» **Assignment**
Going line by line through the listing, how many lines hold "below"? State nothing but the number.

= = =

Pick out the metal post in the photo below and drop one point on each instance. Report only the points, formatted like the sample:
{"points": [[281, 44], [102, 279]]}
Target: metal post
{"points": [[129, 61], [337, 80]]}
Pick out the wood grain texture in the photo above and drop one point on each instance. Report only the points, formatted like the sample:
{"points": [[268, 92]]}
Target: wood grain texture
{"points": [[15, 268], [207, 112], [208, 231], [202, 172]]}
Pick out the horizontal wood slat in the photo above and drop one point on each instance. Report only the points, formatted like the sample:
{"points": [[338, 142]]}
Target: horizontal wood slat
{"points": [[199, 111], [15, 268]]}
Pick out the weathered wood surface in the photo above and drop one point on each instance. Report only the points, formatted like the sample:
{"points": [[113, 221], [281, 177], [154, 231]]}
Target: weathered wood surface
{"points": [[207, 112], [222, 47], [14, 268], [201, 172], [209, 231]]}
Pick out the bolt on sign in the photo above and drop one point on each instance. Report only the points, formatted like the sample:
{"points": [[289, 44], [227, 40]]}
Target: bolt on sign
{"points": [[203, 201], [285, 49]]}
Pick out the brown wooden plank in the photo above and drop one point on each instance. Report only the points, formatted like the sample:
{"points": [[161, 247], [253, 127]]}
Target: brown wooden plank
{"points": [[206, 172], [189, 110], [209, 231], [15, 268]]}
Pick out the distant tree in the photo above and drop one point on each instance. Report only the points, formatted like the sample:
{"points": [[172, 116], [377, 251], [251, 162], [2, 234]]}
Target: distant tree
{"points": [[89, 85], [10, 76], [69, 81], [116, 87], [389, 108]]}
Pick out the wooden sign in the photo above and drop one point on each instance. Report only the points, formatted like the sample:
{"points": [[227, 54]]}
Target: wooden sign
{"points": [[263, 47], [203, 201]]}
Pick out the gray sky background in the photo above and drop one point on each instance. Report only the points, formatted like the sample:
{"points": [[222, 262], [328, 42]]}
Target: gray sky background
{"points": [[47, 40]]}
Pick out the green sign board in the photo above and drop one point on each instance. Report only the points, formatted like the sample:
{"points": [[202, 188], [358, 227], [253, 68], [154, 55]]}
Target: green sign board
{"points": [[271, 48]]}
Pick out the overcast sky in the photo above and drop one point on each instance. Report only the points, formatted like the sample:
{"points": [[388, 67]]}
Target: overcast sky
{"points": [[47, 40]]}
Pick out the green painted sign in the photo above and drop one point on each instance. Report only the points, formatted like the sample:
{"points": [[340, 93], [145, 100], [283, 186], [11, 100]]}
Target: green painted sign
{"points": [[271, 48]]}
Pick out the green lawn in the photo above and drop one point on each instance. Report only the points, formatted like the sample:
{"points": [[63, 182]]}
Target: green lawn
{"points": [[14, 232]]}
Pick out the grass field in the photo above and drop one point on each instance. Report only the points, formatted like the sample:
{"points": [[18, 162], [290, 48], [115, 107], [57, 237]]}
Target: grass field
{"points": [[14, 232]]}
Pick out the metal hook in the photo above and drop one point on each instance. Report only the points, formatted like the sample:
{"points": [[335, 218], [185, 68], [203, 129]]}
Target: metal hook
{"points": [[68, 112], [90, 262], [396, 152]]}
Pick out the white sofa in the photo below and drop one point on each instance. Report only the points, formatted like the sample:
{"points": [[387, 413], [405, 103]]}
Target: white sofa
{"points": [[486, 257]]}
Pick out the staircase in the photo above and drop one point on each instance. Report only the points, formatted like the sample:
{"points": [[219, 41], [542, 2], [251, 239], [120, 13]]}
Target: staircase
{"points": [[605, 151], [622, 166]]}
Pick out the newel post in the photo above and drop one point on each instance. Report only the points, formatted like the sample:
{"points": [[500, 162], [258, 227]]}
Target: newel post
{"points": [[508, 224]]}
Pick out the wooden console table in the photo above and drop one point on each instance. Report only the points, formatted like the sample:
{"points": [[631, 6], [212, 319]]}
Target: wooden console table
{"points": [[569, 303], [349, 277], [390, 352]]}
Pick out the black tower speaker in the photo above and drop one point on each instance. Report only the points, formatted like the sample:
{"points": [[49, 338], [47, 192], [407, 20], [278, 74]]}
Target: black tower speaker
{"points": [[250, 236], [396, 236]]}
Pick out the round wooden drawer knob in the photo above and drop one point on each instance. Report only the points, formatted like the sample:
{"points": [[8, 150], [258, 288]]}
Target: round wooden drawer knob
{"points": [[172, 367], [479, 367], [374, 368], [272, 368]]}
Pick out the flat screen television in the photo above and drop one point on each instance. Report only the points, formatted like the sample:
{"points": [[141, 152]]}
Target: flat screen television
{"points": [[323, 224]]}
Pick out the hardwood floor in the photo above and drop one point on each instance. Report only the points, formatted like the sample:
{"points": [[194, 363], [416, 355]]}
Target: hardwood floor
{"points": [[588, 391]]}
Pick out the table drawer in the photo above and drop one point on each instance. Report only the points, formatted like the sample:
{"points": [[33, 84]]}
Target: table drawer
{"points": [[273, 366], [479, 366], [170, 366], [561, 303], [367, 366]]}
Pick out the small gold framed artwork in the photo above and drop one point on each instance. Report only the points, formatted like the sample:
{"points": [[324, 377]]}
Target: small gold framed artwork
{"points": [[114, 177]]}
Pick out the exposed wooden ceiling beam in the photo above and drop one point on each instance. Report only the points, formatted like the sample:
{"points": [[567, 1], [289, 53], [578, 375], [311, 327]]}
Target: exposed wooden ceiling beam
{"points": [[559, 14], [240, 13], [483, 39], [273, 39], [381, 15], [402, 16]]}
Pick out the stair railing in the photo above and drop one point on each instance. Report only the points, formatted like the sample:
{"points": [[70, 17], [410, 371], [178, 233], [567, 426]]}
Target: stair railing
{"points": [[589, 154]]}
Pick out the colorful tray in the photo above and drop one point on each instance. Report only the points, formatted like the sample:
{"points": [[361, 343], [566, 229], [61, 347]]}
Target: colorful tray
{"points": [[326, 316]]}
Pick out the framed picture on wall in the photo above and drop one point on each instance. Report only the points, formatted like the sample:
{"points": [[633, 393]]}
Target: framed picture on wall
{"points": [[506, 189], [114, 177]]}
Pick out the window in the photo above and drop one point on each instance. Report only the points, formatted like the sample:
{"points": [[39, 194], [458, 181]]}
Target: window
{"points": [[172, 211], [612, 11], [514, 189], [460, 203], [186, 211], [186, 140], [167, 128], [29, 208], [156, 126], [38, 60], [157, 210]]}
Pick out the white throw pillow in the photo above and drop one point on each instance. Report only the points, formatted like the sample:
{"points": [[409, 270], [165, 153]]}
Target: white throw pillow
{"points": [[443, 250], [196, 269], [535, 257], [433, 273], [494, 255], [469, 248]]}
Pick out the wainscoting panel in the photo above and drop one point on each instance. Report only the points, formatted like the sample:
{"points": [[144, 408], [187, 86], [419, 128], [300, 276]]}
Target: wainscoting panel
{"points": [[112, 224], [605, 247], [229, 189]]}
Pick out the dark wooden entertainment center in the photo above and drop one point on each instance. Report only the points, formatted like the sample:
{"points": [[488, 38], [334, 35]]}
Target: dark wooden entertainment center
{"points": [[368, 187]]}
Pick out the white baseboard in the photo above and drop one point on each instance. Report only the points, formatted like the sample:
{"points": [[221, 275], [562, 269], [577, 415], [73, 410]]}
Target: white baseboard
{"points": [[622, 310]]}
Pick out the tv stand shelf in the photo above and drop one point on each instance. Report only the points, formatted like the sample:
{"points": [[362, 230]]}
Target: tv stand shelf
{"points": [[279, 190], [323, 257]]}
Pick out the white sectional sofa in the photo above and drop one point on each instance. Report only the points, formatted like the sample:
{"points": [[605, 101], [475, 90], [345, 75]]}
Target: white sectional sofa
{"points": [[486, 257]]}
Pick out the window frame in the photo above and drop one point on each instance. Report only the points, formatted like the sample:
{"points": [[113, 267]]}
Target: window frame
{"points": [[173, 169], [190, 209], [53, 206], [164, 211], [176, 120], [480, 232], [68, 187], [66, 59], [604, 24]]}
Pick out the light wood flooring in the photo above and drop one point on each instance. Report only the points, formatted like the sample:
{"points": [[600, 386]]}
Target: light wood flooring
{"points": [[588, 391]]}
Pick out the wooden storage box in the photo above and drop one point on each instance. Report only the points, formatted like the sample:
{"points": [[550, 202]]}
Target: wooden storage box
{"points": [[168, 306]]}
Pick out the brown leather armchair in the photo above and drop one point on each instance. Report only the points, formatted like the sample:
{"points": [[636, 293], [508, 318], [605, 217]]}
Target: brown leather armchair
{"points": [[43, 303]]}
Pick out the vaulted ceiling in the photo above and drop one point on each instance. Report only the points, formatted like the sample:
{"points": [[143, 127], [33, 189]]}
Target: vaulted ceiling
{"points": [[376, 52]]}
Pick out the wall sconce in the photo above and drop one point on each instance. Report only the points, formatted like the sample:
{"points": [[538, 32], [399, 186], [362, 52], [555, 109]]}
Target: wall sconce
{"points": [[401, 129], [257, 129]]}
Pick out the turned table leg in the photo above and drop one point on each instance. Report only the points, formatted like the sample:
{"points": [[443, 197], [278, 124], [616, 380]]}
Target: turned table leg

= = =

» **Your response**
2